▶ EXERCICE À TRAITER: Dans l'extrait ci-dessous sur la campagne de Cestius contre Jérusalem en 66, combien d'hommes et de cavaliers Cestius perdit-il lors du désastre près de Bethoron ?

▶ EXTRAIT CHOISI:
-- -- --

Analyse croisée des campagnes de Jérusalem (66) et d’Ukraine (2022)

En 66, les Juifs de Judée avaient engagé la révolte en massacrant les garnisons romaines de Massada puis de Jérusalem qu’ils occupèrent aussitôt, succès locaux, obtenus sans grand mérite, au regard de la modestie des forces qui y stationnaient. Cestius réunit alors une force conséquente d’environ 30 000 combattants, avec laquelle il marcha rapidement sur Jérusalem en semant la désolation sur son passage. Sans doute était-il persuadé d’une victoire rapide et facile contre une rébellion certes nombreuse, mais désordonnée et sans véritable expérience ni cohésion militaire. Peut-être aussi estimait-il que sa démonstration de force serait suffisamment dissuasive pour faire rentrer les révoltés dans le rang. Pourtant, ce général médiocre et indécis sous-estima dangereusement son adversaire. Ainsi se laissa-t-il d’abord surprendre à l’approche de Jérusalem, dans un combat où il perdit plus de 500 hommes. Peu après, son arrière-garde se fit tailler en pièces tandis que ses bêtes de somme étaient capturées. Il fut ensuite incapable de prendre Jérusalem malgré des assauts répétés mais désordonnés qui durèrent cinq jours, vit son artillerie enlevée par l’ennemi lors de sa retraite, et subit un désastre final près de Bethoron où il perdit 5 300 hommes et 480 cavaliers, l’équivalent d’une légion et d’une cohorte de cavaliers. Au total, sans doute entre 20 et 30 % de ses effectifs disparurent dans cette campagne désastreuse.

-- -- --

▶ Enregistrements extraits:
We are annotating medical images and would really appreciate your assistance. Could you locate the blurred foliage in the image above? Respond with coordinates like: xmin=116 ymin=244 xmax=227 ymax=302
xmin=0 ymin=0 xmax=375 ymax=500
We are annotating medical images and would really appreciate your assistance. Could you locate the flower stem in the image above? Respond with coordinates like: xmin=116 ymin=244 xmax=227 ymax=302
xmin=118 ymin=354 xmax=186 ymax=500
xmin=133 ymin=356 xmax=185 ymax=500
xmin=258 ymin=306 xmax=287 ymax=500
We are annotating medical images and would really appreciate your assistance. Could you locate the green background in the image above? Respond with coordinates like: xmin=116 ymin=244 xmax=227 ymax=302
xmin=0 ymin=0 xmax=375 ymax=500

-- -- --

▶ RÉPONSE À L'EXERCICE: Il perdit 5 300 hommes et 480 cavaliers.